- _Written exercise_: Please transcribe the data that follows without the pictures, keeping every word the same.

--- Begin Supplied material ---

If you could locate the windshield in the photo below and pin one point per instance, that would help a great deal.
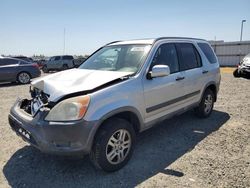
(123, 58)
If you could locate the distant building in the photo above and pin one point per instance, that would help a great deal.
(230, 53)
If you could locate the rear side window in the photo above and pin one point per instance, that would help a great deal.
(188, 56)
(206, 49)
(167, 55)
(57, 58)
(67, 57)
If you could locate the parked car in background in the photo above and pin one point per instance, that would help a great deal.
(121, 90)
(29, 59)
(17, 70)
(79, 61)
(40, 62)
(58, 63)
(243, 67)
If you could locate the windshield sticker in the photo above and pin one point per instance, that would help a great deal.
(138, 49)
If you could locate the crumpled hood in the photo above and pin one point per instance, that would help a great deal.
(246, 61)
(66, 82)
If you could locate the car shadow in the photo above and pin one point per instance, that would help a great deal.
(8, 84)
(156, 149)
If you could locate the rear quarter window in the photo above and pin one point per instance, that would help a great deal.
(5, 62)
(206, 49)
(189, 58)
(67, 57)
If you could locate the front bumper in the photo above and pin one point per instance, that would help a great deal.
(63, 138)
(244, 69)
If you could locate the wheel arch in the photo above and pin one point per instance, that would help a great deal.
(212, 86)
(130, 114)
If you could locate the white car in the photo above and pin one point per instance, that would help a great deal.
(121, 90)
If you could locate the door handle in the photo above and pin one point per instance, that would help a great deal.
(179, 78)
(204, 72)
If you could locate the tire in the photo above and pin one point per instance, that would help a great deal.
(236, 73)
(206, 105)
(45, 69)
(113, 145)
(23, 78)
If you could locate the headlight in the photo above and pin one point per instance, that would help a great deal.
(69, 109)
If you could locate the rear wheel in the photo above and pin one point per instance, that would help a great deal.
(45, 69)
(113, 145)
(65, 67)
(23, 78)
(206, 105)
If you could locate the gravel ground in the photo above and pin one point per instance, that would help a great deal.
(181, 152)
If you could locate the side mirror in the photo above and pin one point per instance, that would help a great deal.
(159, 71)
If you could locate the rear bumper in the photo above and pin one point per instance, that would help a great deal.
(61, 138)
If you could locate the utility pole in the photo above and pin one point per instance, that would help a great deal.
(241, 31)
(64, 31)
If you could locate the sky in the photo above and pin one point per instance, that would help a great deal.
(30, 27)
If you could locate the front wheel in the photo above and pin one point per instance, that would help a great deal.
(236, 73)
(113, 145)
(206, 105)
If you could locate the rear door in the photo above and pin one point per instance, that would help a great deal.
(191, 67)
(8, 69)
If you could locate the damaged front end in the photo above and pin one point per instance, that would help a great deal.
(38, 100)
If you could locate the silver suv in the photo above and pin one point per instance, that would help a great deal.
(59, 63)
(121, 90)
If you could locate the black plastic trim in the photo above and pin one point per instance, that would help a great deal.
(162, 105)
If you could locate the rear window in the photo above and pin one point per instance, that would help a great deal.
(206, 49)
(67, 57)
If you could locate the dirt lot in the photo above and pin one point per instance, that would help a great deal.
(180, 152)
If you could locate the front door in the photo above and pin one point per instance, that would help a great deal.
(164, 95)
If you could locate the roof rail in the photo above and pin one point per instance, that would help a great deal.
(162, 38)
(112, 42)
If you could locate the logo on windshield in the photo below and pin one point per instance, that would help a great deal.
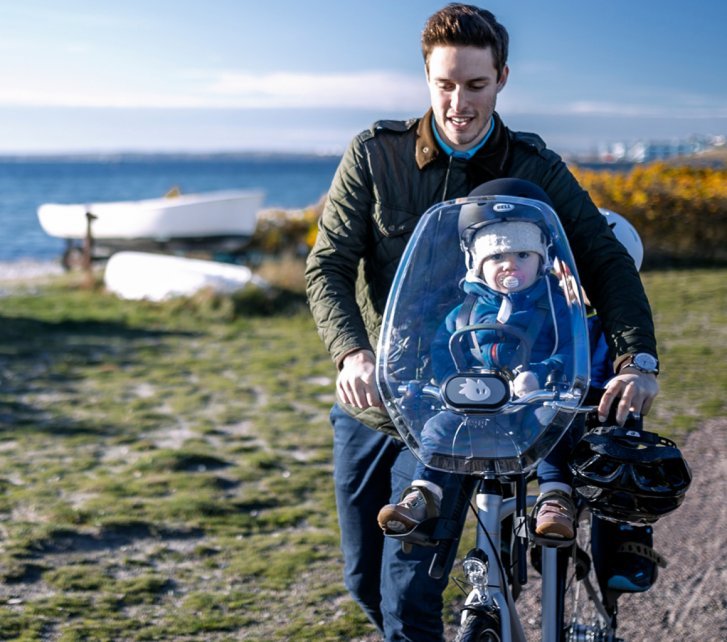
(503, 207)
(475, 390)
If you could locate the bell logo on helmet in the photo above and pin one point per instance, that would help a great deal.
(503, 207)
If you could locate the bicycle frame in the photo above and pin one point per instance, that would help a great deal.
(492, 509)
(491, 589)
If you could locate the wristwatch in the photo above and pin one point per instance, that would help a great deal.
(643, 362)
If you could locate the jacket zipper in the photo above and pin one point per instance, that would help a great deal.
(446, 179)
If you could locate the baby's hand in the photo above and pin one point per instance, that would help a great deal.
(524, 383)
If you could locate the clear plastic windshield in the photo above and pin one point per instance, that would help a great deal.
(482, 368)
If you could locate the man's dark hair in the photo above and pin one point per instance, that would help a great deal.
(467, 25)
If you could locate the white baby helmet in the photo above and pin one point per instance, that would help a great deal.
(626, 234)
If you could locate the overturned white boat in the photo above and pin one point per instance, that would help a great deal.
(158, 277)
(213, 222)
(227, 213)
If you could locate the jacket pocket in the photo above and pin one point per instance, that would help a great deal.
(392, 222)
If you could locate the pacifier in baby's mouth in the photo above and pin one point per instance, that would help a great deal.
(508, 281)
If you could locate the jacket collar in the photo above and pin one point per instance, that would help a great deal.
(489, 162)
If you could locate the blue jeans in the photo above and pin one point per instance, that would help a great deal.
(394, 589)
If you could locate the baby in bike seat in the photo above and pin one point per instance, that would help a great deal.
(511, 291)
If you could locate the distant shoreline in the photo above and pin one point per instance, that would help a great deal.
(28, 269)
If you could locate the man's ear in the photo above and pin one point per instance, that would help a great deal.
(503, 78)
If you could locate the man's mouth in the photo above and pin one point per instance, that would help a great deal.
(460, 121)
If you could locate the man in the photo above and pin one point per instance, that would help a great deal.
(388, 177)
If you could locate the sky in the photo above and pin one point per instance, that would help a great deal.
(98, 76)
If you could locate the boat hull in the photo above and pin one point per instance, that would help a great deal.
(230, 213)
(158, 277)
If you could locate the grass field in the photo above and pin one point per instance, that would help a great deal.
(165, 469)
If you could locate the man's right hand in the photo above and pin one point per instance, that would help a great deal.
(356, 383)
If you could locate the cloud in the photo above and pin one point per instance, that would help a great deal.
(356, 90)
(240, 90)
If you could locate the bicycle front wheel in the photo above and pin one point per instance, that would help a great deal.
(480, 627)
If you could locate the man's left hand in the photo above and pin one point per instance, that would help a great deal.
(637, 391)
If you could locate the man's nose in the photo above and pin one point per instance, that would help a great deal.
(457, 98)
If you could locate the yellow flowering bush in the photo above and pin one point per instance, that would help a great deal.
(679, 211)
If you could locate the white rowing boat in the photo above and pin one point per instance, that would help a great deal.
(157, 277)
(231, 213)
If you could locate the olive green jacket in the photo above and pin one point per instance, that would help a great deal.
(391, 174)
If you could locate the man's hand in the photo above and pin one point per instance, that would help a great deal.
(637, 391)
(356, 383)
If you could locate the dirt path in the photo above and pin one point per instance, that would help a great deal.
(688, 603)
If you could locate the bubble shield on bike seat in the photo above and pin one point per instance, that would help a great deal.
(477, 378)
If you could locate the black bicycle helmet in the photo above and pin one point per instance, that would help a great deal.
(629, 475)
(474, 216)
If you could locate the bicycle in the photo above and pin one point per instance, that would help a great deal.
(500, 436)
(573, 606)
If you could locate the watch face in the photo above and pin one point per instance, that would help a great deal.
(645, 361)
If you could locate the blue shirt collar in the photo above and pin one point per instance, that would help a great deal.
(467, 154)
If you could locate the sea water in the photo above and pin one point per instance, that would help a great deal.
(289, 182)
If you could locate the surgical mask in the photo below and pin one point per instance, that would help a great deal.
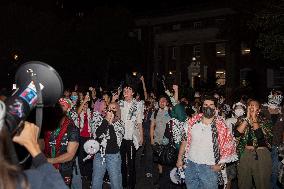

--- End Supplied material ---

- _Solution below_:
If you could locate the windshield in the photo below and pin one point per instance, that would help a great deal.
(123, 58)
If you could locate the distant building in the photo above and pin one point per instance, that would help a great deal.
(230, 53)
If you could locate the rear side window in the photo above and pin one point per instance, that would help a great deal.
(188, 56)
(206, 49)
(167, 55)
(57, 58)
(67, 57)
If you could locate the parked car in background in the photo above and pin one point per instance, that would help a great deal.
(121, 90)
(29, 59)
(17, 70)
(79, 61)
(40, 62)
(58, 63)
(243, 67)
If you could locate the windshield sticker in the photo above and pin one point per instance, that would help a great deal.
(138, 49)
If you could locate the crumpled hood in the photo above and pin one point per instance, that would help a great deal.
(246, 61)
(66, 82)
If you could locate the car shadow in the photo above and pin one point per instance, that would help a great deal.
(8, 84)
(156, 149)
If you could locate the rear quarter window in the photo above and pin one point per instance, that would help a great deal.
(5, 62)
(206, 49)
(189, 58)
(67, 57)
If you could locate the front bumper in the photo above and pin one point per instance, that would help a great deal.
(63, 138)
(244, 69)
If you could locate the wheel arch in the photo above and pin one point per instance, that would help a great deal.
(212, 86)
(130, 114)
If you could locate the white car in the photo above and pin one point per instance, that would help a great deal.
(121, 90)
If you could locate the door handle in the photo above and pin one point per instance, that would help a great deal.
(179, 78)
(204, 72)
If you could locate the tire in the photo above and pin one point per instance, that would help a great deal.
(236, 73)
(206, 105)
(45, 69)
(113, 145)
(23, 78)
If you could locate the headlight in the photo above and pin one point per instance, that would help a great deal.
(69, 109)
If you could locate the rear wheel in the photo above and pin one point per instance, that would help a great deal.
(45, 69)
(113, 145)
(65, 67)
(23, 78)
(206, 105)
If you could locate the gravel ground in the photo above and pin one point per instance, that would help a great deal.
(181, 152)
If you could locate the side mirror in the photo above and pin one point per instance, that would help a great deal.
(159, 71)
If you could locate the rear bumper in the photo above and pin one point per instance, that would help a great deal.
(61, 138)
If you could locate the utility pole in the photo above and pin one point per instance, that would help a great deal.
(241, 31)
(64, 31)
If you could locate the sky in the photo above and pin one point per instance, that would help a great deal.
(30, 27)
If you could locate the front wheel in the photo above and pin one point per instance, that would help a great deal.
(236, 73)
(113, 145)
(206, 105)
If you could locate the rear door in the photo above and pin one point per instance, that would help a great deal.
(191, 67)
(8, 69)
If you could locate the damaged front end in the photo above and pin one point per instance, that would help a great deal.
(38, 100)
If you could locate the silver suv in the photo above and pin one point per instance, that would help a great deal.
(59, 63)
(121, 90)
If you could locate the black plastic trim in the photo above and pin one point per instance, that would help a great deal.
(162, 105)
If you could locate the rear window in the photo above and pin one point per instance, that would help a great deal.
(206, 49)
(67, 57)
If you could locate the dirt lot in the photo above and pin one point per instance, that would help a great deal.
(180, 152)
If you could locate the front door in the photo above and pin one point per instance, that would help a great deal.
(164, 95)
If you could locate the roof rail in the photo above and pin one point per instance, that would help a great deal.
(162, 38)
(112, 42)
If you could locate the logo on windshield in the photo below and pin one point per instance, that would help a great deal.
(503, 207)
(475, 390)
If you could locate the bell logo on helmet in the photo above and pin one point per instance, that would help a great deal.
(503, 207)
If you could locate the bicycle frame in the photo above and pin one point per instance, that would help a great deal.
(492, 509)
(491, 589)
If you could locate the wristwatch in the photo above and pin one point per instance, that would help a great deal.
(643, 362)
If you could locate the jacket zipper in the photo above and pin one point per instance, that would help a great deal.
(446, 179)
If you could locate the baby's hand in the photo above and pin one point per instance, that would help a great deal.
(524, 383)
If you could locate the clear plastic windshield in the photo above and pin one point per instance, that would help a great deal.
(482, 368)
If you could locate the man's dark hair in the photo above and pin one point per instance, that would help a great deal.
(467, 25)
If you could locate the white baby helmet in the photo above and pin one point per instance, that would help a great deal.
(626, 234)
If you could locate the overturned white boat in the photo above and pin one point per instance, that would help a great deal.
(158, 277)
(213, 222)
(227, 213)
If you could locate the jacket pocket in the photo above and pin one point per instance, that would help a great deal.
(392, 222)
If you could locate the pacifier in baby's mouth in the photo above and pin one point per instance, that would help a great deal.
(508, 281)
If you could locate the jacket collar in the photo above and pin one point per instance, that would help a great deal.
(489, 162)
If you could locate the blue jeans in the photo above and pin one point per instance, that would help a great deal.
(394, 589)
If you could locate the baby in bike seat in the photo above and pin one point per instance, that would help a great deal.
(511, 291)
If you could locate the distant shoreline in the photo above and pin one point per instance, that would help a great deal.
(28, 269)
If you could locate the man's ear in the photo above and pin one point per instance, that would help a great deal.
(503, 78)
If you could locate the man's mouth in the photo above and pin one point per instance, that would help a great deal.
(460, 121)
If you could locate the man in the photo above and pin one point per instance, that would help a great deal.
(388, 177)
If you could locate the sky in the photo above and pin one point per instance, that would help a great deal.
(98, 76)
If you could locate the boat hull in the photo above and pin one point per instance, that would help a great deal.
(230, 213)
(158, 277)
If you could locate the grass field in the photo above and pin one point per instance, that would help a great deal.
(165, 469)
If you could locate the man's right hand in the photo above and pin one point per instance, that would help a great deal.
(356, 383)
If you could locate the cloud in the photo above and pin one point per instance, that would help a great deal.
(356, 90)
(240, 90)
If you could locate the bicycle front wheel in the photo above and pin one point per instance, that would help a great deal.
(480, 627)
If you could locate the man's left hand in the photo above and pin one point per instance, that would help a great deal.
(637, 391)
If you could locate the man's nose in the photo above and pin one point per instance, that would help a great deal.
(457, 98)
If you could locate the yellow flowering bush in the photo above and pin one point per instance, that would help a great deal.
(679, 211)
If you could locate the white rowing boat in the photo above and pin one point per instance, that would help a great deal.
(157, 277)
(231, 213)
If you could locate the olive green jacket in the photo above and pin one point per instance, that would help a great deal.
(391, 174)
If you could locate the man's hand in the photo above and pin one point per instance, that would help a great deal.
(637, 391)
(356, 383)
If you could locate the dirt path in the photo above and pin one point per instance, that would help a great deal.
(688, 603)
If you could locate the bubble shield on bike seat in the photo above and pin one point per instance, that would help a great deal.
(477, 378)
If you could locate the black bicycle helmet in the photo above and pin one point per instance, that would help a great deal.
(629, 475)
(474, 216)
If you could locate the bicycle in the photo above and pin one point per instance, that would help a great deal.
(500, 436)
(573, 606)
If you could locate the watch face in the photo above and pin one point per instance, that would help a great deal.
(645, 361)
If you could locate the blue shirt collar in the photo above and pin one point per instance, that would help a great deal.
(467, 154)
If you could locate the sea water in the photo above and pin one point per instance, that would help a great deal.
(289, 182)
If you could locate the surgical mask in the photo below and pin one point per instance, that would help a great deal.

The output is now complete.